PAGE EXCERPT:
Wednesday, November 24, 2010

24. we are illogical,

i have no sense of why I'm writing a blog tonight - i guess i feel like I needed to say something, but the things that i have to say i wish not to share, or rather i don't feel the need to anymore. everything seems kinda futile in the end - sometimes i guess it's a good thing, that at the end of the day, everything bad that happened on this day doesn't really mean a thing in the long run. The only things that ever matter are you, your perspective, and what you choose to do with your actions and the reasons behind it.

i guess i'll add, I'm disappointed a little bit. i'm not sure in what, but i feel disappointed - actually I do know. I've been slacking off with Carrical a bit. Its been 3 weeks since I went - i should have gone today but I wasn't feeling too well. I feel guilty. I need to go back because I feel like I'm losing my purpose a little - Carrical is always a reminder of why I'm doing this, it's an amazing feeling each time but so apprehensive before hand. I hate this feeling: I've let some people down but most especially myself.

WHAT IS ASKED:
1. From the blog post, copy out the passage starting at "i have no sense" and ending at "reasons behind it.".
2. In the blog post, how long has it been since the writer last went to Carrical?
3. Pick up the blog post after its last sentence and keep writing it.

A block of data:
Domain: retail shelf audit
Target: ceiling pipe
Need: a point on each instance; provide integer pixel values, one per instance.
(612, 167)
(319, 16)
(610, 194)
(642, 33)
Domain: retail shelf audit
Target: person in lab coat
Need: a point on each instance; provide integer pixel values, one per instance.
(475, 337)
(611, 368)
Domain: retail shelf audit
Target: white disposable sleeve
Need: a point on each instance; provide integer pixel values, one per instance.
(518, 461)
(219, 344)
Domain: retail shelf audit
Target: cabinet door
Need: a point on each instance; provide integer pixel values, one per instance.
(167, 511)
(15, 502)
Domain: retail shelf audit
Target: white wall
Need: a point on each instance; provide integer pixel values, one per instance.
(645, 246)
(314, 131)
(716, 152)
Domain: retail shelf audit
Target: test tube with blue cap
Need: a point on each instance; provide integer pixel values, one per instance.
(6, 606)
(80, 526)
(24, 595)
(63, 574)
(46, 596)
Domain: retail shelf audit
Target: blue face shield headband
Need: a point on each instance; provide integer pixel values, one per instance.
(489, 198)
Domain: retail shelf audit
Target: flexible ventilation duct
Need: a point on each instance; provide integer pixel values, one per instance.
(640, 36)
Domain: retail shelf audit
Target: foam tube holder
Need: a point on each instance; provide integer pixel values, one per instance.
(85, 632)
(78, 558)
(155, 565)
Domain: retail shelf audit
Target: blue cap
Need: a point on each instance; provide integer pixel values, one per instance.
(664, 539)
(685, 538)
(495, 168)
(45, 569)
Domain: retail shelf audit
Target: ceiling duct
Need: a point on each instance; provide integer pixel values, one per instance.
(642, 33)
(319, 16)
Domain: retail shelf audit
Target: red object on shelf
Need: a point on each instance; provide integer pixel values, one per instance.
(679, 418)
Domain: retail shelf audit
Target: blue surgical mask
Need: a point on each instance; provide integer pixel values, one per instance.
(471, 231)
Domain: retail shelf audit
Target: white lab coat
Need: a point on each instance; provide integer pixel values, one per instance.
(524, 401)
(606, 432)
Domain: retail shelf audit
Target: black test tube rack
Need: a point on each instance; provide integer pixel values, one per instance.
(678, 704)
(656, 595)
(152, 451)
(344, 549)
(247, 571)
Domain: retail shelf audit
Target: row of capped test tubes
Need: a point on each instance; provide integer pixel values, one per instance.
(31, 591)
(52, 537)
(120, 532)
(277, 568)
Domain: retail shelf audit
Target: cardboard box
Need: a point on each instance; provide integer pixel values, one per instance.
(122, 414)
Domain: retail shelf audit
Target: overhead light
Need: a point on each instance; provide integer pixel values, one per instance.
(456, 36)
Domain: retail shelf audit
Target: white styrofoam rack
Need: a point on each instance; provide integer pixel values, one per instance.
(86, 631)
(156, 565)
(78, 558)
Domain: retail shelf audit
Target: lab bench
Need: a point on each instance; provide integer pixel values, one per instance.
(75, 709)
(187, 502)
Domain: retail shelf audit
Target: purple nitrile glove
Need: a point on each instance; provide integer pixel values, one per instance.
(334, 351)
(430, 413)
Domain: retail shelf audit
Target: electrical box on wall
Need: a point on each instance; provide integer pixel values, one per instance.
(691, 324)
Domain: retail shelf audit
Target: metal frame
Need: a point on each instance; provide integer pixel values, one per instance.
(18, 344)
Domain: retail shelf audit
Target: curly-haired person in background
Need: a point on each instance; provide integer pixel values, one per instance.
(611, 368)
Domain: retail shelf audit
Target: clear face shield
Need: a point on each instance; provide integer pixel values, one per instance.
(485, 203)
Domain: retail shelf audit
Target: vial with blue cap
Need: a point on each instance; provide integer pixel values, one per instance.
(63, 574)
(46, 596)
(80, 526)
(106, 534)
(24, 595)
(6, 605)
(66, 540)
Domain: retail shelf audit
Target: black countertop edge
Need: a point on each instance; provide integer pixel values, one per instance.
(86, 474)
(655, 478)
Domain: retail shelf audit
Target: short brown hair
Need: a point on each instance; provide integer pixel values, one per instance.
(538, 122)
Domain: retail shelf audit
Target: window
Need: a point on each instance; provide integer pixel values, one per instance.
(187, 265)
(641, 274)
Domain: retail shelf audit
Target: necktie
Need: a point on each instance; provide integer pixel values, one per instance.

ANSWERS FOR THIS EXERCISE:
1.
i have no sense of why I'm writing a blog tonight - i guess i feel like I needed to say something, but the things that i have to say i wish not to share, or rather i don't feel the need to anymore. everything seems kinda futile in the end - sometimes i guess it's a good thing, that at the end of the day, everything bad that happened on this day doesn't really mean a thing in the long run. The only things that ever matter are you, your perspective, and what you choose to do with your actions and the reasons behind it.

2. 3 weeks.

3.
I know, technically, 2 weeks out of the three was because I had university/folio stuff due. I still feel so incredibly guilt-ridden, i guess it's because i know I can do better, I'm expected to be better, at least I feel I should be.

Some people may say I'm too harsh on myself, a week off isn't too bad, you need it to rest up etc. rest is for the weak i say.

sorry, this particular post is a ranting post. I haven't done these in a while. feel free to skip it.

I also feel a bit disappointed in others - i sometime wonder why I still ,after all this time, expected more. I really should just let you run free.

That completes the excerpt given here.